*Short exercise:*
Extract each line from the rows below that contains the string "bathroom". Treat the match as case-sensitive.

Pointing entries for labeled objects:
########################################
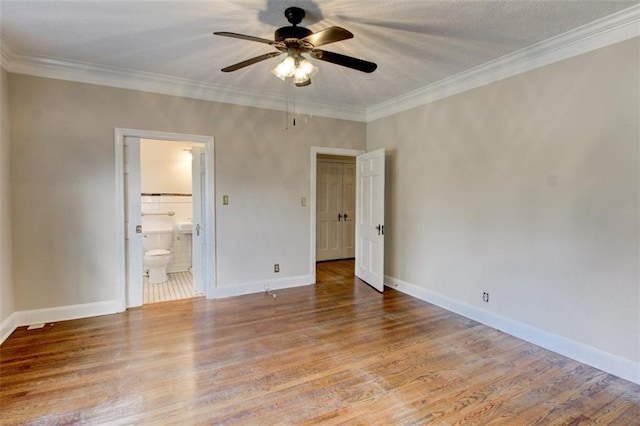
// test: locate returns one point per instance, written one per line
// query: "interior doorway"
(129, 197)
(171, 200)
(335, 207)
(326, 221)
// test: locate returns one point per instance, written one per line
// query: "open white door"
(197, 189)
(370, 218)
(133, 221)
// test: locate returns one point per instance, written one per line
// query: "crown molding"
(609, 30)
(155, 83)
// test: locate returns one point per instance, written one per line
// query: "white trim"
(603, 32)
(262, 285)
(315, 150)
(589, 355)
(60, 313)
(8, 326)
(209, 273)
(609, 30)
(82, 72)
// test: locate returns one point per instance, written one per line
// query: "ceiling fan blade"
(250, 61)
(244, 37)
(329, 35)
(345, 61)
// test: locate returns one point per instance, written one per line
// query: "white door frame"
(315, 150)
(209, 251)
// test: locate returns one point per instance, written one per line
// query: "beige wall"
(62, 138)
(6, 276)
(528, 189)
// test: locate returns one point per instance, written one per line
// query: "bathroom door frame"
(209, 253)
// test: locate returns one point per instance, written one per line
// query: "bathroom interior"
(167, 212)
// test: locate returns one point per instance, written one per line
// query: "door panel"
(370, 218)
(348, 210)
(133, 220)
(328, 196)
(197, 235)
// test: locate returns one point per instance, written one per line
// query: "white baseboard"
(7, 327)
(260, 286)
(589, 355)
(60, 313)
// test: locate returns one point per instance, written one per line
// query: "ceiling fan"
(294, 41)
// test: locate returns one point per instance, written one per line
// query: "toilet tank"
(157, 239)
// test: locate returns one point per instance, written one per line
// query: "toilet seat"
(157, 253)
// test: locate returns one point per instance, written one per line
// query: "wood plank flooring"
(334, 353)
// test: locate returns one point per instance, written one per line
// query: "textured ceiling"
(414, 42)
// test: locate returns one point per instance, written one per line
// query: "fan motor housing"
(284, 33)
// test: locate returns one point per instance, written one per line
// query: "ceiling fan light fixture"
(286, 68)
(304, 72)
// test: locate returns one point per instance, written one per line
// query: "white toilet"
(156, 244)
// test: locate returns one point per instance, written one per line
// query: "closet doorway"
(335, 207)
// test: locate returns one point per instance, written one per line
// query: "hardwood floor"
(337, 352)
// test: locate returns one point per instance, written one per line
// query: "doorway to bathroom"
(171, 180)
(166, 182)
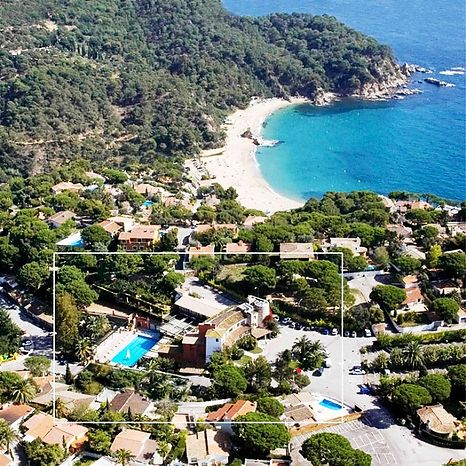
########################################
*Answer for the task:*
// query: "bathroom door frame"
// query: "bathroom interior"
// query: "doorway to bathroom"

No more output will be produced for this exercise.